▶ **Problem statement**: Your job is to retype all of the data word for word, leaving every image out.

## Begin Information provided

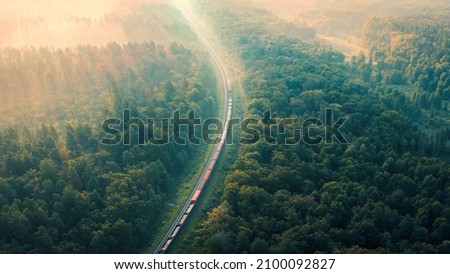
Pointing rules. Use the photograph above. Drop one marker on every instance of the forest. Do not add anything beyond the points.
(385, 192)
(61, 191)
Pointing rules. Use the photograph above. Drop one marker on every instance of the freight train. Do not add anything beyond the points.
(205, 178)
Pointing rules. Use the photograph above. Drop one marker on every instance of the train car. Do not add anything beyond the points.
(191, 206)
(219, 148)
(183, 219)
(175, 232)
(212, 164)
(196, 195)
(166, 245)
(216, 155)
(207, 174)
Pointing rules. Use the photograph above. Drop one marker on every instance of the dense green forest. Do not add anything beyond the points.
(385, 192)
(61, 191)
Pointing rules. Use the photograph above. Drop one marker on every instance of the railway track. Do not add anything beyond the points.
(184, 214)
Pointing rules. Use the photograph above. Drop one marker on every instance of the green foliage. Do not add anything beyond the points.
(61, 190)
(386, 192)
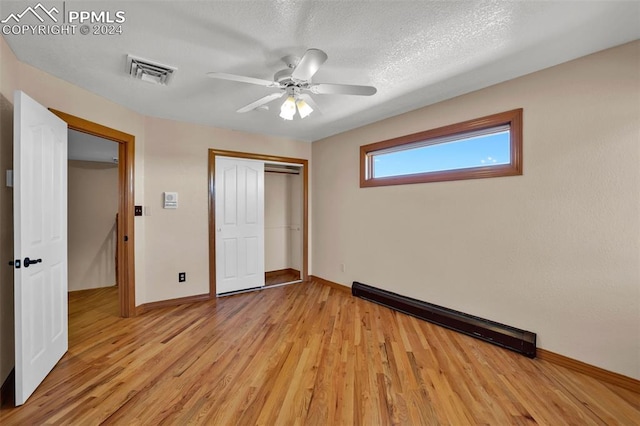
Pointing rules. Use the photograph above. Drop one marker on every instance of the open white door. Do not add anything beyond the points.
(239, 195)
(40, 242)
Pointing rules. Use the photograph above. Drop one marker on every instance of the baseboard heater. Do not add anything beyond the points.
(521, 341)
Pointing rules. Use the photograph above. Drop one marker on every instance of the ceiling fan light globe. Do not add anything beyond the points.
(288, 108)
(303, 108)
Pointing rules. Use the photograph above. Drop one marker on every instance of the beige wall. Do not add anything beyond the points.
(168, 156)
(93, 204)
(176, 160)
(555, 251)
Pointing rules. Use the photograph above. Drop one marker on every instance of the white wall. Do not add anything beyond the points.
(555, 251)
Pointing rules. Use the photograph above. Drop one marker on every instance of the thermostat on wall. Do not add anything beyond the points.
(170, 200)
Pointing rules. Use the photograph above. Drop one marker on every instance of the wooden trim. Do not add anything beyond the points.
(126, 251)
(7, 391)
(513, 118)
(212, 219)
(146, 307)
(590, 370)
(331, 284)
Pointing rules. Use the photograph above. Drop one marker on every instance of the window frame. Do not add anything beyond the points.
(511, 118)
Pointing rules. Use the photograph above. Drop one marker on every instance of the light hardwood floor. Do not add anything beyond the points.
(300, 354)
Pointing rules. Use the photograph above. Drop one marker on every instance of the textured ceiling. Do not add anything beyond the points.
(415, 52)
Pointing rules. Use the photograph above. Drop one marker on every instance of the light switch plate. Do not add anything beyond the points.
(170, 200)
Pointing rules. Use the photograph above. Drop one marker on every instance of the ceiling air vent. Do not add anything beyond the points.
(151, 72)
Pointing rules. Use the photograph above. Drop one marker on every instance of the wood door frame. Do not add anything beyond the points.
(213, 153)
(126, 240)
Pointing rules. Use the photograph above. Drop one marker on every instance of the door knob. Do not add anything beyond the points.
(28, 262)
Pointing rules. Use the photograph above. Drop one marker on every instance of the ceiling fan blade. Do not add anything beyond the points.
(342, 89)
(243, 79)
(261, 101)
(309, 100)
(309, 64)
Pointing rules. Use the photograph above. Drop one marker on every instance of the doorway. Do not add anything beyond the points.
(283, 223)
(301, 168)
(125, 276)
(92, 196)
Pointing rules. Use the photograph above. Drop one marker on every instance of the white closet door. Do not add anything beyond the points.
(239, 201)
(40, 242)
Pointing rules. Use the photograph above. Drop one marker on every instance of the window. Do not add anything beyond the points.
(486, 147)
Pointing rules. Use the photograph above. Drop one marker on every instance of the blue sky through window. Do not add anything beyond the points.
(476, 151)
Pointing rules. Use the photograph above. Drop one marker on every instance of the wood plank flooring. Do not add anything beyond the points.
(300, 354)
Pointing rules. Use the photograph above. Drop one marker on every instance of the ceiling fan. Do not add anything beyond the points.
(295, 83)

## End Information provided

▶ **Reply**:
Pointing rules. Use the photograph above. Drop one marker on every instance of the forest. Do not add anything beyond the points.
(385, 192)
(61, 191)
Pointing rules. Use the photograph above. Drop one marker on every instance of the freight train. Do not add anything beyond the points.
(205, 178)
Pointing rules. Use the photograph above. Drop one marker on every instance of the train car. Do not add anything beyond the points.
(191, 206)
(219, 148)
(183, 219)
(175, 232)
(212, 164)
(196, 195)
(166, 245)
(216, 155)
(207, 174)
Pointing rules. Use the photograph above. Drop one marker on every instance of the dense green forest. Do not add anything beyond the points.
(385, 192)
(61, 191)
Pointing rules. Use the photograph above. Drop one marker on every instance of the railway track. Do not add anything beyond the points.
(184, 214)
Pointing rules. Use the photograph above. Drop one marker on every instance of the green foliage. Do not add anything beyond the points.
(61, 190)
(386, 192)
Pointing rules. Use the photograph above. Drop one marker on every instance of the open white door. Do not add anything beyond the points.
(239, 195)
(40, 242)
Pointing rules. Use the photograph above. Drop one marker on every instance of the baseboard heater. Do not add anything beyond the points.
(521, 341)
Pointing rules. Use the photograph above. Drop one marker on every instance of the ceiling fan light globe. Do not add anything beyond the points.
(288, 108)
(303, 108)
Pointing rules. Use the photograph above. Drop one marker on every instance of the beige wall. Do not add anything beyond the points.
(168, 156)
(93, 204)
(176, 160)
(555, 251)
Pointing rules. Use the photograph above. Drop one marker on every instance of the white wall. Do not add anything beyond the points.
(555, 251)
Pointing rules. Use the photograph above. Drop one marker on every instance of the thermostat on wall. Do not add anything beyond the points.
(170, 200)
Pointing rules. Use the photograph above. Drop one marker on every instance of the wooden trim. Do not add anything beyond the points.
(126, 251)
(7, 391)
(513, 118)
(212, 219)
(146, 307)
(590, 370)
(331, 284)
Pointing rules. Use the photograph above. Drop one marker on every instance of the window frame. Do not add anything beyond the points.
(511, 118)
Pointing rules. Use the photograph above. Drop one marker on every instance of the light hardwood floor. Do not add anything beyond the points.
(300, 354)
Pointing rules. Use the photograph above. Drop one marker on every instance of the textured ceiling. Do not add anything beyond the points.
(415, 52)
Pointing rules. Use the photograph above. Drop one marker on every instance of the light switch plate. Do not add anything beyond the points.
(170, 200)
Pointing rules. Use the photograph above. Drop one marker on every instance of the ceiling air vent. Do not add anything beyond the points.
(151, 72)
Pointing rules. Use the photograph above. Drop one marker on every instance of the wood door frame. Do not add anything beyond the points.
(213, 153)
(126, 240)
Pointing rules. Use the photograph above. Drop one marker on every instance of the door knob. Do not add anything beyond the points.
(28, 262)
Pointing rules. Use the photograph above. Drop one marker on every instance of the ceiling fan blade. Do not add anything beyond the points.
(342, 89)
(243, 79)
(261, 101)
(309, 100)
(309, 64)
Pointing rules. Use the photograph above. Drop one marker on every instance of the doorway. Do not add anything beyond the points.
(283, 223)
(301, 168)
(125, 276)
(92, 196)
Pointing rules. Use the photograph above. Drop one marker on every instance of the white closet door. Do not add anything beyond the points.
(239, 201)
(40, 242)
Pointing rules. Use the photograph above. Drop one marker on every instance of the window. Do not add anything beyond the points.
(486, 147)
Pointing rules. Use the photograph above. Drop one marker on every instance of the blue sky through window. Do not add anything beyond the points.
(476, 151)
Pointing rules. Use the photograph above. Drop one marker on every instance of the wood plank flooring. Do not add anything beyond the points.
(300, 354)
Pointing rules. Use the photograph above. Drop one marker on every instance of the ceiling fan. Do not add anything beyond the points.
(295, 83)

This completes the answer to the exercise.